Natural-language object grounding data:
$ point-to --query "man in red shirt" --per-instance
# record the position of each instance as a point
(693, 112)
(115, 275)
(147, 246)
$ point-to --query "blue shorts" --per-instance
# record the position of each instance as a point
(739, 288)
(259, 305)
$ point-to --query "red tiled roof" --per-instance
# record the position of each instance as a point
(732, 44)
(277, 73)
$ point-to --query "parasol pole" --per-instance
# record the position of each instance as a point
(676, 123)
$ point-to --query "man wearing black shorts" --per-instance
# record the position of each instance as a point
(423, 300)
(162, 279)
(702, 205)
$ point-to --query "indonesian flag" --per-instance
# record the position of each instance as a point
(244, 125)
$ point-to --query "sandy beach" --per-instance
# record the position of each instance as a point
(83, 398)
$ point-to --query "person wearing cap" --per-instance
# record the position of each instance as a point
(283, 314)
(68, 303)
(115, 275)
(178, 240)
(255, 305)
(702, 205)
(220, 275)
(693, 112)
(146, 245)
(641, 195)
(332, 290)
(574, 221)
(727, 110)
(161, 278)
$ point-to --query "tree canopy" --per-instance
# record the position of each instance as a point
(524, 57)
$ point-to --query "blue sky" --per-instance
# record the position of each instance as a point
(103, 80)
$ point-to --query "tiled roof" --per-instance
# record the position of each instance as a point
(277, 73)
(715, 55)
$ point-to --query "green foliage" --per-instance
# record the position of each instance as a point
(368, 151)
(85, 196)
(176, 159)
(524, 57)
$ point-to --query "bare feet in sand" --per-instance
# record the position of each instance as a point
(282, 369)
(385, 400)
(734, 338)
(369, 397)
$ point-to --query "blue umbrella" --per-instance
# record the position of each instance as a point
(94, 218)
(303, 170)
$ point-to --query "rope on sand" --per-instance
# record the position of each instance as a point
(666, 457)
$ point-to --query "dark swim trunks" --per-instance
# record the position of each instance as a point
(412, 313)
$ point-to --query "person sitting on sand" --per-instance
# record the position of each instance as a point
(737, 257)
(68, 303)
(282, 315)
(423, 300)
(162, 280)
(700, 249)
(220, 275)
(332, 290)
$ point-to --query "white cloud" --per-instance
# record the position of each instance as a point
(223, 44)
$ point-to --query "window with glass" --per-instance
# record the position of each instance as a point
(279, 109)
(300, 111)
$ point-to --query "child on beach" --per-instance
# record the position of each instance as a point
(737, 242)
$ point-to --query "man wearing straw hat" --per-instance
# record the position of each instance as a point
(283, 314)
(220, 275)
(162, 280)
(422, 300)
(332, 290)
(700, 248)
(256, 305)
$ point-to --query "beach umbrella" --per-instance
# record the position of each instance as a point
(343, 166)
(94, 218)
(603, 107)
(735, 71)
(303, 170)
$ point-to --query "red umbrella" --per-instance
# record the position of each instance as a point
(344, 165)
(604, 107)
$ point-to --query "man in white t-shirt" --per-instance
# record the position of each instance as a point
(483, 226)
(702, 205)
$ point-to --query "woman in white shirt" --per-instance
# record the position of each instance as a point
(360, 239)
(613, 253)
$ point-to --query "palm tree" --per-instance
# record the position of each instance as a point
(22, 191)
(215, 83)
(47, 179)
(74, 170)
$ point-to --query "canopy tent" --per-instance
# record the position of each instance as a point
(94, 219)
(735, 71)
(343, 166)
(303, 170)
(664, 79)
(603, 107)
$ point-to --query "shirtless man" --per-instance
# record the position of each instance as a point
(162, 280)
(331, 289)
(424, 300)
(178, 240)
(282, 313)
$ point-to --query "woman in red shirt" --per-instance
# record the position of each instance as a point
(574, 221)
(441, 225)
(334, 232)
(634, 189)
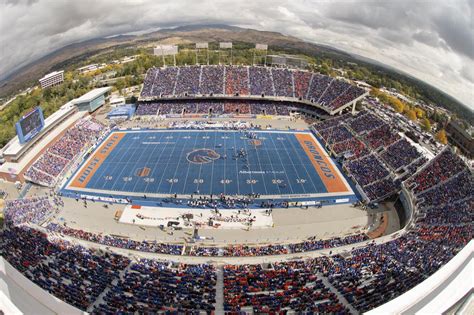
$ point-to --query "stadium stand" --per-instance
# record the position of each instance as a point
(330, 94)
(368, 277)
(54, 160)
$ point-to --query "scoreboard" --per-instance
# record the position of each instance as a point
(30, 125)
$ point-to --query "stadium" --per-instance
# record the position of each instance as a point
(236, 189)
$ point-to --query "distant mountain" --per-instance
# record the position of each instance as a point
(28, 75)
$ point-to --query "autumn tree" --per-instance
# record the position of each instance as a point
(426, 124)
(441, 136)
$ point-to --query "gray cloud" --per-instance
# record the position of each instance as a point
(430, 39)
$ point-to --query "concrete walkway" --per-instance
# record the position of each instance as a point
(219, 306)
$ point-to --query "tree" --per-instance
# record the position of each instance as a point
(441, 136)
(426, 125)
(411, 114)
(419, 112)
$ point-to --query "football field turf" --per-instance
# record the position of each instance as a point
(158, 163)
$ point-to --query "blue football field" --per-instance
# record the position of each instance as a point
(159, 163)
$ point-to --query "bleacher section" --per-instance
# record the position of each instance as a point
(375, 155)
(324, 92)
(99, 281)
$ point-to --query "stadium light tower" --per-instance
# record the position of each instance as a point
(224, 48)
(202, 51)
(260, 52)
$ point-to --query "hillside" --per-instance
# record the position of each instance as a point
(73, 54)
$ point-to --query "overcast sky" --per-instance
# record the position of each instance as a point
(431, 39)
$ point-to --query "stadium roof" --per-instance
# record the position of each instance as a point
(51, 74)
(91, 95)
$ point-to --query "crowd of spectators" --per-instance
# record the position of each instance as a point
(444, 166)
(72, 273)
(383, 136)
(64, 150)
(336, 134)
(302, 80)
(241, 108)
(451, 190)
(382, 188)
(212, 80)
(236, 80)
(415, 165)
(353, 148)
(283, 82)
(332, 122)
(260, 81)
(216, 107)
(164, 82)
(334, 90)
(149, 82)
(115, 241)
(365, 122)
(319, 84)
(152, 286)
(187, 81)
(278, 288)
(315, 244)
(366, 277)
(400, 154)
(243, 80)
(367, 170)
(29, 210)
(352, 93)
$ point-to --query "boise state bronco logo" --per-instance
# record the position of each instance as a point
(202, 156)
(255, 142)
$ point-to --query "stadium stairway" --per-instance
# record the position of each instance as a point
(341, 298)
(24, 190)
(100, 298)
(219, 306)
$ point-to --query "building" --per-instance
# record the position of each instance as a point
(52, 79)
(117, 101)
(92, 99)
(287, 61)
(91, 67)
(460, 138)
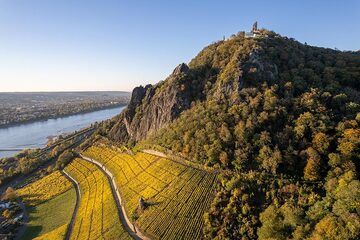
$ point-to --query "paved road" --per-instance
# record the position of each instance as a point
(129, 227)
(78, 196)
(25, 220)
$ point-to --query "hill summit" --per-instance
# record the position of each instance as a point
(279, 119)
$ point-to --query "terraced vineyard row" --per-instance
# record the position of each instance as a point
(50, 202)
(97, 216)
(177, 195)
(44, 188)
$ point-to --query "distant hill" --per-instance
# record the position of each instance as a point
(279, 119)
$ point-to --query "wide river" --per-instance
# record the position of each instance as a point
(35, 134)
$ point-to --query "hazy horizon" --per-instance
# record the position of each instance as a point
(62, 46)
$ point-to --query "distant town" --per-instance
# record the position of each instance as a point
(16, 108)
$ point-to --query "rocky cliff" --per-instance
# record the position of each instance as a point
(151, 107)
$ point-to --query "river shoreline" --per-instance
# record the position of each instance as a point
(43, 119)
(36, 134)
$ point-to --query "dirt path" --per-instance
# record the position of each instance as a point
(78, 196)
(25, 221)
(129, 227)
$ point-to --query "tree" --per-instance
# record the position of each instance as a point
(10, 194)
(321, 142)
(312, 168)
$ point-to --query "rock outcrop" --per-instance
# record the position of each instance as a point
(151, 107)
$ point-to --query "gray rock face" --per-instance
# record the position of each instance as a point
(151, 108)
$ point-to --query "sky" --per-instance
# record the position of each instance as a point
(116, 45)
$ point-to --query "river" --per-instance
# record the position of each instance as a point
(35, 134)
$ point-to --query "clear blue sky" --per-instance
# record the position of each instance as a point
(59, 45)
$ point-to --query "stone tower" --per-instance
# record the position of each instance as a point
(254, 27)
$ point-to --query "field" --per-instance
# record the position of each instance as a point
(44, 189)
(177, 195)
(97, 216)
(50, 203)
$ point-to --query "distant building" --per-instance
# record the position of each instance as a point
(254, 32)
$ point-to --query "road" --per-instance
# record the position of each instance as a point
(129, 227)
(78, 196)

*TASK DIRECTIONS*. Show a copy of each line from the records above in which the string "tree" occurs.

*SOLUTION*.
$ point-to --query "tree canopy" --per-instance
$ point-to --query "palm tree" --per-instance
$ point-to --query "autumn tree" --per-instance
$ point-to --query "tree" --per-instance
$ point-to --query "tree" --per-instance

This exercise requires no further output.